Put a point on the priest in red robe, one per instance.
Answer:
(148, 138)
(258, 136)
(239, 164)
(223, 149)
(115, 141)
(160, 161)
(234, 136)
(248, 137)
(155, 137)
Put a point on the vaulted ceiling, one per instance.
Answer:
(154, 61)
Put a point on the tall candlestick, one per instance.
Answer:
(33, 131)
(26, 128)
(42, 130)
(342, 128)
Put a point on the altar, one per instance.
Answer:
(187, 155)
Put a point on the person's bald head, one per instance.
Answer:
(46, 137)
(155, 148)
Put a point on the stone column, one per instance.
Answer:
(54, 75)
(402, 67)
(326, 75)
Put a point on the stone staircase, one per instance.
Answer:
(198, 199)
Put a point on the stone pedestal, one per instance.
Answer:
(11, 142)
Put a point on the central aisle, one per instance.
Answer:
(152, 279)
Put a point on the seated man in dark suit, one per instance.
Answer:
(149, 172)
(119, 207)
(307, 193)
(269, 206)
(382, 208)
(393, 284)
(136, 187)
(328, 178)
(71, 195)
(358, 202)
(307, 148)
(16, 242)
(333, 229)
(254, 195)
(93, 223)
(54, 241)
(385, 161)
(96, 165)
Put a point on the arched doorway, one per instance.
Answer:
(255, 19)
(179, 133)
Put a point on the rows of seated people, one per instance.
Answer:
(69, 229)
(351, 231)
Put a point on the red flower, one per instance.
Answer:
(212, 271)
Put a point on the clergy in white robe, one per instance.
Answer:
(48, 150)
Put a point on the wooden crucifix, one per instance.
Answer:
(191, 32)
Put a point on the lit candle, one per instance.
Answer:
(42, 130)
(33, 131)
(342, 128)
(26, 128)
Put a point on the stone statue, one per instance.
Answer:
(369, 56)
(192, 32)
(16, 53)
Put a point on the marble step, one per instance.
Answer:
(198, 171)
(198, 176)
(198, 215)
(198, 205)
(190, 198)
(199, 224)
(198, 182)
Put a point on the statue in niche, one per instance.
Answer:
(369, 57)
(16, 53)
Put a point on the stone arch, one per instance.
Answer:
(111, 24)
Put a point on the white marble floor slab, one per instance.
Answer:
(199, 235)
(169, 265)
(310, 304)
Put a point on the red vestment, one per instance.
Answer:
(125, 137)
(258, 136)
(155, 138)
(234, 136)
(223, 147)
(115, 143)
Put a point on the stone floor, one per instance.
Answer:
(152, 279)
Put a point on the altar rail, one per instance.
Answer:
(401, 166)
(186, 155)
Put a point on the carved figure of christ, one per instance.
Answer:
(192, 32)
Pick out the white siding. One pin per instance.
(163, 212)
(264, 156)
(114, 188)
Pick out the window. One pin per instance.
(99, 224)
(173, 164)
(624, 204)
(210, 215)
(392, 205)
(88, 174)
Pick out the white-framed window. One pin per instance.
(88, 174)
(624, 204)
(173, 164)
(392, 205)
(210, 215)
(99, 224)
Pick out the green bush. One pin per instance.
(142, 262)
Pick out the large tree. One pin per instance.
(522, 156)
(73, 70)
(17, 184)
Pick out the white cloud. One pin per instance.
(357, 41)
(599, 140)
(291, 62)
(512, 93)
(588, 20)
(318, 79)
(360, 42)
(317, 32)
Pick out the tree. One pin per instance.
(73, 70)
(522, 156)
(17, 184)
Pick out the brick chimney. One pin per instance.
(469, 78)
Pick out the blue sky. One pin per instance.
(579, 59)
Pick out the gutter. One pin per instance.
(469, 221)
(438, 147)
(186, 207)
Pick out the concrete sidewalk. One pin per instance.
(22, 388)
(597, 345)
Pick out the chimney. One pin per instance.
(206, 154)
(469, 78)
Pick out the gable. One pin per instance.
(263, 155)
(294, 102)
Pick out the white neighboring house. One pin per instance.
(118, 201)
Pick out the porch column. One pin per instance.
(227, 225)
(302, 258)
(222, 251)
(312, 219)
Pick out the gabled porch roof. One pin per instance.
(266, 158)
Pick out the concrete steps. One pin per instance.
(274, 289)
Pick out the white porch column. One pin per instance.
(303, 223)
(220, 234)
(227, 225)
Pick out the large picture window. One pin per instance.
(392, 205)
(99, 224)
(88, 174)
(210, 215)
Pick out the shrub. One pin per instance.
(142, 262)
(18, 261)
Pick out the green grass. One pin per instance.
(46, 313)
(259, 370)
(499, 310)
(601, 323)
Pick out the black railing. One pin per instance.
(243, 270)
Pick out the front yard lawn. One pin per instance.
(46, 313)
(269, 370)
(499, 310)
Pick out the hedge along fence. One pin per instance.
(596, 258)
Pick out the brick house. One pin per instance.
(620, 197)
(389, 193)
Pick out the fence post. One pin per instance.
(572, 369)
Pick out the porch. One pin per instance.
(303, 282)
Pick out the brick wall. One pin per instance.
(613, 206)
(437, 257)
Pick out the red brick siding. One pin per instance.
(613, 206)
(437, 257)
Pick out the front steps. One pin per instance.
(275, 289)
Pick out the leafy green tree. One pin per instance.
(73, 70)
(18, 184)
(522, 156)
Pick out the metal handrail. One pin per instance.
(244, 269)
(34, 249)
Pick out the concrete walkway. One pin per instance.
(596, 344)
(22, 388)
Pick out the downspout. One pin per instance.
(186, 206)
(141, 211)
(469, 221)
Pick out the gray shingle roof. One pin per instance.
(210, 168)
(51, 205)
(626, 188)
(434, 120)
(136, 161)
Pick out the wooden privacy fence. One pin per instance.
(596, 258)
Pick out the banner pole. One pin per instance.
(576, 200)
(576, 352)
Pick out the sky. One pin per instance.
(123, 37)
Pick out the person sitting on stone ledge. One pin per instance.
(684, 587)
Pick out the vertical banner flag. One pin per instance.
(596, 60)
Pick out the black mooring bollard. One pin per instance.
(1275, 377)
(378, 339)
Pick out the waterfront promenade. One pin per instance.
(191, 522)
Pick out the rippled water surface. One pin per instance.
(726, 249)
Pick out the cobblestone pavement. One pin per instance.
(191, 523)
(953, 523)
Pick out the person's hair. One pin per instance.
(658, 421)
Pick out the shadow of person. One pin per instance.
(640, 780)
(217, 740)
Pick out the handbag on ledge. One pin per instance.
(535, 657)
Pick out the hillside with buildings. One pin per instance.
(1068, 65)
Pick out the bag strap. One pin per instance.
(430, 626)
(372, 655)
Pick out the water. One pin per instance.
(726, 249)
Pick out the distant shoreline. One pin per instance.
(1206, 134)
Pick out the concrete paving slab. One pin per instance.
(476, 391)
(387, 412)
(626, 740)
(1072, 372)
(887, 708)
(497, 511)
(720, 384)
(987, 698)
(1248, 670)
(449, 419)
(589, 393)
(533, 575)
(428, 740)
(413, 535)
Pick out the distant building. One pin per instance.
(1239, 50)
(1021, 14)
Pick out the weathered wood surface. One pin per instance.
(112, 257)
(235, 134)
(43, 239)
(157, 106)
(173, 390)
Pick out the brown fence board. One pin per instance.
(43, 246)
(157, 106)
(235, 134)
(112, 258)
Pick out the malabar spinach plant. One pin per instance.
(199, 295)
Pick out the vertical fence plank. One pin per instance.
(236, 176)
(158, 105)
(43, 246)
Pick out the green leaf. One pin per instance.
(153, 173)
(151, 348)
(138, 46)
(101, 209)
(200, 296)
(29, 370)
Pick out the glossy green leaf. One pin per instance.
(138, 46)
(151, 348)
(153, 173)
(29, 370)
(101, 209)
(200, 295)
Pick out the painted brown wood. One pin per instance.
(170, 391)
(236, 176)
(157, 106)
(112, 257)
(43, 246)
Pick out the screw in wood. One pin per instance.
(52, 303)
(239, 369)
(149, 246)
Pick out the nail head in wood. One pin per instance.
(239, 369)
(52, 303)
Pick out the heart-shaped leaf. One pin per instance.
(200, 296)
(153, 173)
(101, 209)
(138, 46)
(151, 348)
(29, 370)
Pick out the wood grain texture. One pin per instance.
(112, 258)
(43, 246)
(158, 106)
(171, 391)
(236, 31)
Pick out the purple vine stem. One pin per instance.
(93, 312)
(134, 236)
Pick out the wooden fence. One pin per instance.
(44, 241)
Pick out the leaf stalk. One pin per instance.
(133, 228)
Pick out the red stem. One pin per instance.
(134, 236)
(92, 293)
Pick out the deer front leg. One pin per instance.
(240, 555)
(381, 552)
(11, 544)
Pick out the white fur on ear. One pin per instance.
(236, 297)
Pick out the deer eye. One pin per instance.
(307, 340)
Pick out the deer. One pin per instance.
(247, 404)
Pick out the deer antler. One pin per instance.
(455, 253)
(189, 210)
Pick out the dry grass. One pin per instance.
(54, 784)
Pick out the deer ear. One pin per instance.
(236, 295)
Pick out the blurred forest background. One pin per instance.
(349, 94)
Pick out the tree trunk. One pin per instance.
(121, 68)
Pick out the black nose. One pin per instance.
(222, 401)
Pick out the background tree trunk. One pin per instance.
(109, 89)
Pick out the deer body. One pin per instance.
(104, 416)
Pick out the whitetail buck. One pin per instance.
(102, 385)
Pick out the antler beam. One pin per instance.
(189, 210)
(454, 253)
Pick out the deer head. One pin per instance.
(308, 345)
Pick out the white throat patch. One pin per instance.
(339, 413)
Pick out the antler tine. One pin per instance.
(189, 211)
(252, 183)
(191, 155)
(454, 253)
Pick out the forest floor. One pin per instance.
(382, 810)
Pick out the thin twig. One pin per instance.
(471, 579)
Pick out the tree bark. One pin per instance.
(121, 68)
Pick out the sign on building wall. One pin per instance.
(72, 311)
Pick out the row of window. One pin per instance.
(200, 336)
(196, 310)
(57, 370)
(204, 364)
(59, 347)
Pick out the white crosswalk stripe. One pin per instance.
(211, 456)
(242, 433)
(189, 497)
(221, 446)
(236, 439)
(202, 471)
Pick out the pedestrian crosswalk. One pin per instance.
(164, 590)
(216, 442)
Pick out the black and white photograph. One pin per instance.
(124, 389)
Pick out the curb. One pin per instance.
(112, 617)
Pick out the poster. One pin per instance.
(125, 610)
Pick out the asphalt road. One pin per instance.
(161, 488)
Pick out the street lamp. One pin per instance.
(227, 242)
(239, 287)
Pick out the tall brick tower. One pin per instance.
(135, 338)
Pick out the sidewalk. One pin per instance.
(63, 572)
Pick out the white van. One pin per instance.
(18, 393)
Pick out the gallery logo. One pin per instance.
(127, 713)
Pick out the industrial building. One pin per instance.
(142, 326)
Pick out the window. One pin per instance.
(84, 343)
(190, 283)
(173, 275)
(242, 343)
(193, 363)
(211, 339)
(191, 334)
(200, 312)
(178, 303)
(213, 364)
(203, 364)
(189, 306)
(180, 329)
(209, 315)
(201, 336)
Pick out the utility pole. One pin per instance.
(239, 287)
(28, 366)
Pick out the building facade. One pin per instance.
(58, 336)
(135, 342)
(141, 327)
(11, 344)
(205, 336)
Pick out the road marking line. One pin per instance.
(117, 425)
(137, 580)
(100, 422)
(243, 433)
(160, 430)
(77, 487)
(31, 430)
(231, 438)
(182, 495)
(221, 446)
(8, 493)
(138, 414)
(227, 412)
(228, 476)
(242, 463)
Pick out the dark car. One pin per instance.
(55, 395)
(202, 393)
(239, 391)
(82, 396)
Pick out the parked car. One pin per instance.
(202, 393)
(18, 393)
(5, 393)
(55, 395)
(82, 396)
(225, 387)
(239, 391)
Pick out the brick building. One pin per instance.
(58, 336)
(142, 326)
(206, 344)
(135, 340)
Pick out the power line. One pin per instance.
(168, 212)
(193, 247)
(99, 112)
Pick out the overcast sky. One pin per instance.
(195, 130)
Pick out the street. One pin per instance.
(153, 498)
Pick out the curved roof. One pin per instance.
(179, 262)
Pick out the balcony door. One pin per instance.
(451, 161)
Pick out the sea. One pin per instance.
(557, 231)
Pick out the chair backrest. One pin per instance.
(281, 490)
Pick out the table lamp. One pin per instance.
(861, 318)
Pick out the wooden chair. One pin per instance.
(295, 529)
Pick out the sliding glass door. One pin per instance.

--- --- ---

:: ACTIVITY ::
Only the count is wanted: report how many lines of the material above hold the word "statue".

:: RESPONSE ::
2